- _TASKS_:
1) In the Pennsylvania guide, copy out the passage that begins with the words containing "While Anthony Bourdain" and ends with "State each year.", substituting "two times" for "twice".
2) According to the Pennsylvania guide, for which two shows did Anthony Bourdain visit Pennsylvania?

- _PASSAGE PROVIDED_:
(begin)

Anthony Bourdain in Pennsylvania: The Complete Guide

Did you know that Pennsylvania is nicknamed “The Keystone State?” This is because, in its early days, Pennsylvania sat in the middle of the 13 colonies that later became the United States; it was a key spot for the entire development of the budding nation that many of us call home.

While Anthony Bourdain didn’t visit every state in America, he did visit Pennsylvania – twice in fact: first to film an episode of The Layover, and again later as part of creating Parts Unknown. This was more screentime than he gave to many states, and was probably aided by it being pretty easy to reach from his own home in NYC; many residents of the Eastern Seaboard can (and do) visit The Keystone State each year.

Anthony Bourdain in Pennsylvania Hero

Whether you’re planning a trip or just call it home, you might be curious about those places visited by Anthony Bourdain in Pennsylvania during his travels. Below you’ll find both an overview (of his big city visits) and a deeper dive into the smaller communities he spent time in. Let this be a guide to experiencing the wide variety of flavors and perspectives that this important Eastern U.S. state has to offer.

In this post, I promote travel to a destination that is the traditional lands of the Delaware, Lenape, Nanticoke, Shawnee, and Susquehannock peoples, among others. With respect, I make a formal land acknowledgment, extending my appreciation and respect to the past and present people of these lands. To learn more about the peoples who call these lands home, I invite you to explore Native Land.


Though Bourdain visited Philadelphia well over a decade ago at this point, many of the places he ate at during his time in the City of Brotherly Love are still open today – score! Here’s a list of them:

Together, they comprise a great slice of the different groups that make Philly one of the country’s most diverse cities. If you want to learn more about each of these spots, the cuisines and cultures they represent, and more, be sure to check out my guide to places visited by Anthony Bourdain in Philadelphia.


Pennsylvania’s second city, Pittsburgh, isn’t necessarily overlooked – but it’s certainly underestimated. Known more for its industrial history than its modern presence, it’s no surprise that Tony wanted to show off the latter during his visit. Here are the places he ate during that trip that are still open today:

He also visited a number of other places elsewhere in Pennsylvania that I’ve listed below, but if you’re planning a trip to The ‘Burgh, be sure to check out my guide to the places visited by Anthony Bourdain in Pittsburgh for details about each spot and what he ate there.

(end)

- _RECORD EXTRACTS_:
(begin)

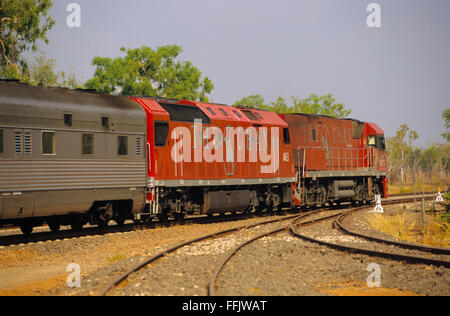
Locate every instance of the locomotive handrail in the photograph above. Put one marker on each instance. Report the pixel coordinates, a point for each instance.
(340, 158)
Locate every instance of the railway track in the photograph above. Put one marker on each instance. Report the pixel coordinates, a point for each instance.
(212, 283)
(12, 236)
(417, 254)
(176, 247)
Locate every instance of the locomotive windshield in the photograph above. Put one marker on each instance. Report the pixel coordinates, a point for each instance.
(377, 141)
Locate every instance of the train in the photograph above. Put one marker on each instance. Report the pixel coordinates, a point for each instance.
(73, 157)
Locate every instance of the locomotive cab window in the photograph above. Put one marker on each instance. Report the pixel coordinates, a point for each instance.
(161, 133)
(88, 144)
(48, 143)
(223, 112)
(1, 141)
(122, 145)
(286, 137)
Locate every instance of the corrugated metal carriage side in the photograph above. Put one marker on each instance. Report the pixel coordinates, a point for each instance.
(69, 157)
(218, 169)
(336, 159)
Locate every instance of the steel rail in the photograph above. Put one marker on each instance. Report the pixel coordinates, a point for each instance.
(219, 269)
(375, 253)
(164, 253)
(347, 230)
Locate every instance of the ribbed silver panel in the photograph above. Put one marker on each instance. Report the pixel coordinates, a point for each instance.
(37, 175)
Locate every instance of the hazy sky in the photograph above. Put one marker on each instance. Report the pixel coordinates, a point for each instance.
(398, 73)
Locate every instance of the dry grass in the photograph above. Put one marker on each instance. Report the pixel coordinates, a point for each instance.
(409, 188)
(408, 227)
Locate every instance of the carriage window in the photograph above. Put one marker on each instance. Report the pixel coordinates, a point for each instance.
(105, 122)
(138, 146)
(161, 133)
(223, 112)
(1, 141)
(237, 113)
(381, 143)
(48, 143)
(88, 144)
(286, 137)
(27, 143)
(122, 145)
(68, 119)
(250, 115)
(18, 142)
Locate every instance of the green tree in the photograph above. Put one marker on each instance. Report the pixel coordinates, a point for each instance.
(253, 101)
(144, 71)
(22, 24)
(42, 71)
(446, 118)
(400, 150)
(323, 105)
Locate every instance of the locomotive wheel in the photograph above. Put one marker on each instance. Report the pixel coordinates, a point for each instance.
(54, 225)
(120, 221)
(26, 228)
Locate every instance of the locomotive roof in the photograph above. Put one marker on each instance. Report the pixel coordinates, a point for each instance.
(26, 105)
(326, 116)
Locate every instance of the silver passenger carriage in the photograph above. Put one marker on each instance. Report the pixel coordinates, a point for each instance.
(69, 157)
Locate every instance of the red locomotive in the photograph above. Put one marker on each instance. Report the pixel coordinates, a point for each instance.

(end)

- _TASK-BY-TASK OUTPUTS_:
1)
While Anthony Bourdain didn’t visit every state in America, he did visit Pennsylvania – two times in fact: first to film an episode of The Layover, and again later as part of creating Parts Unknown. This was more screentime than he gave to many states, and was probably aided by it being pretty easy to reach from his own home in NYC; many residents of the Eastern Seaboard can (and do) visit The Keystone State each year.

2) The Layover and Parts Unknown.